Tres sueños: Solo ante el Juicio, Los carteles, El alojamiento rural
Solo ante el Juicio
En un hospital,
creo, mientras mi padre y mi hijo mayor dormitaban, yo miro la tele.
Están echando un reality show experimental, centrado en los efectos
indirectos que las situaciones extremas tienen sobre la gente. En esta
ocasion, entrevistan a unos cantautores gallegos, que viven en Madrid, y
han traído parte de su música para el programa. Comentan sus peinados
(pelo gallego cortado en plan moderno), tocan un poco la guitarra. Luego
les pasan un videoclip sobre la situación extrema de su pueblo (o quizá
la extraen directamente de una caja, en el estudio). Yo lo veo por la
tele. Es un monstruo -- un humano, con familia, que lo muestran al show.

# CONTENIDO DE DATOS:
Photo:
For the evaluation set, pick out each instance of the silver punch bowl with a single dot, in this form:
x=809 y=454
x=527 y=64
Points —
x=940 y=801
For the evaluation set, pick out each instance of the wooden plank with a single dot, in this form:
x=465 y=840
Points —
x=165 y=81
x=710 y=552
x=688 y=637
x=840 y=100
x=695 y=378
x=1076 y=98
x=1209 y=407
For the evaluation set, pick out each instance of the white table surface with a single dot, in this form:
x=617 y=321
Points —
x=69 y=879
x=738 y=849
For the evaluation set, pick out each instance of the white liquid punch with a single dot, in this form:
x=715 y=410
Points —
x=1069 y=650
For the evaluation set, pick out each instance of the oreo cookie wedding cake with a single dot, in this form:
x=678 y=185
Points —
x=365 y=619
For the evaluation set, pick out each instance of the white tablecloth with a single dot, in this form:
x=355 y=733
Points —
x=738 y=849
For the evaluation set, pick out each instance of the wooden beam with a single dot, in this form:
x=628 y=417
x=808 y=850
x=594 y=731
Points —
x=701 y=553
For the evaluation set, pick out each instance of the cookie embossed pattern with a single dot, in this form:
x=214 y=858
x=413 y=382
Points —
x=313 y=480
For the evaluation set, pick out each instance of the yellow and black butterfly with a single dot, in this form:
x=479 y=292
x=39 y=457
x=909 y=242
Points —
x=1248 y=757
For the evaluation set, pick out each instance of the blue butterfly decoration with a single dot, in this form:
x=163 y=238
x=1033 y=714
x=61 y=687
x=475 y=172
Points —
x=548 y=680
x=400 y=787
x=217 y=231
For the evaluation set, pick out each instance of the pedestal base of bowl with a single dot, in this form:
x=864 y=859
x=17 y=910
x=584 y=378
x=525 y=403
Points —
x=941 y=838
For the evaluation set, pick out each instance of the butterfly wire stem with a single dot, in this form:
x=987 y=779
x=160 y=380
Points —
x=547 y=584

# TAREA SOLICITADA:
Reproduzca sin cambios el fragmento del relato de sueños comprendido entre "Tres sueños: Solo" y "miro la tele.", ambos inclusive.

# SOLUCIÓN PROPUESTA:
Tres sueños: Solo ante el Juicio, Los carteles, El alojamiento rural
Solo ante el Juicio
En un hospital,
creo, mientras mi padre y mi hijo mayor dormitaban, yo miro la tele.